As suas tarefas:
a - Indique se cada afirmação concorda com a entrevista sobre alimentação vegan, respondendo sim ou não e citando as palavras decisivas da entrevista: (i) uma alimentação vegan bem planeada fornece todos os nutrientes essenciais; (ii) há muitos anos que existe bastante informação sobre alimentação vegetariana; (iii) quem responde diz que a sua escolha alimentar para o filho é uma questão de teimosia.
b - Prossiga a entrevista sobre alimentação vegan a partir da última frase apresentada.

Texto:
Todos sabemos como o peso social e cultural impera sobre as nossas escolhas e perceção que os outros têm sobre nós. Sendo a Filipa vegan, houve algum momento em que ponderou não adotar na alimentação do seu filho os princípios do veganismo?
Todos nós fomos educados segundo as crenças dos nossos pais e cuidadores pelo que não faria sentido que fosse diferente com a nossa família. Sabendo que uma alimentação 100% vegetariana/vegan bem planeada fornece todos os nutrientes importantes e essenciais para a nossa saúde, nunca coloquei a hipótese de oferecer uma alimentação não vegetariana ao Lourenço.
Quando os nossos filhos são pequenos e dependem inteiramente de nós, temos o dever de cuidar deles da forma que nos faça mais sentido. Não se trata de teimosia nem tão pouco de forçar uma crença. Trata-se de querermos dar o melhor aos nossos filhos e educá-los de acordo com os nossos valores. Estou consciente de que a nossa alimentação ainda não está devidamente normalizada para que deixem de existir olhares reprovadores vindos do exterior. No entanto, não faria qualquer sentido incutir ao meu filho hábitos e crenças com os quais não me identifico.
Porque razão é, em termos gerais, mais fácil à sociedade ver como ´natural´ que uma criança tenha uma alimentação cárnica do que de base vegetariana, ou mesmo vegan?
A maioria dos portugueses foi educada com base na crença de que a proteína animal é essencial para a sobrevivência do ser humano ou que o leite de vaca é determinante para fortalecer os nossos ossos. Nunca se falou tanto de alimentação vegetariana como hoje se fala. No entanto, nem sempre foi assim. Até há alguns anos não existia muita informação sobre este tema. É por isso normal que a maioria das pessoas esteja ainda receosa ou alheia à mudança. Aos poucos, o vegetariano e o veganismo estão a ser introduzidos na nossa sociedade e acredito que a tendência passa por começar a normalizar esta opção e forma de estar na vida.

Dados extraídos de uma coleção:
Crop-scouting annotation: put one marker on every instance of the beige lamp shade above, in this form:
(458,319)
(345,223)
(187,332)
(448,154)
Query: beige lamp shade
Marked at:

Respostas da atividade:
a -
(i) Sim: «uma alimentação 100% vegetariana/vegan bem planeada fornece todos os nutrientes importantes e essenciais para a nossa saúde»
(ii) Não: «Até há alguns anos não existia muita informação sobre este tema.»
(iii) Não: «Não se trata de teimosia nem tão pouco de forçar uma crença.»

b -
É uso dizer-se que alimentar é cuidar e amar. Curiosamente, mais facilmente damos um doce aos nossos filhos do que por, exemplo, uma tacinha de húmus com palitos de cenoura. Amamo-los mas não transferimos esse cuidado para o prato. Concorda?
A maioria das pessoas não se questiona em relação à alimentação. Por exemplo, a maioria das creches serve como lanche papas industrializadas e cheias de açúcar. Quem vende aquele produto sabe perfeitamente o que está a vender. No entanto, grande parte dos seus consumidores pensa que está a adquirir uma refeição importante para o desenvolvimento do seu filho. Provavelmente, o pediatra que aconselhou a compra dessa mesma papa, fê-lo convicto de que era a melhor opção. O que quero dizer com este exemplo, é que se estivéssemos devidamente informados sobre estes produtos, como o açúcar presente nas papas para bebés, por exemplo, certamente iríamos procurar outras opções.
A maioria dos portugueses foi educada com base na crença de que a proteína animal é essencial para a sobrevivência do ser humano ou que o leite de vaca é determinante para fortalecer os nossos ossos. Nunca se falou tanto de alimentação vegetariana como hoje se fala.
Filipa, a infância e a adolescência são períodos de um rápido crescimento físico e desenvolvimento cognitivo. Uma dieta vegan supre todas as necessidades alimentares neste período?
A alimentação vegetariana na infância e adolescência está já amplamente estudada e são cada vez mais os estudos que referem os benefícios associados a uma dieta 100% vegetal em qualquer faixa etária. Em Portugal, a Direção Geral de Saúde publicou um manual a respeito deste tema que se encontra disponível para descarga e consulta no site. Logicamente têm de existir cuidados para garantir o aporte de todos os nutrientes necessários, como aliás deve acontecer em qualquer regime alimentar.
Em termos concretos como conseguimos, no quadro de uma alimentação vegan, ir buscar todos os nutrientes necessários ao desenvolvimento da criança?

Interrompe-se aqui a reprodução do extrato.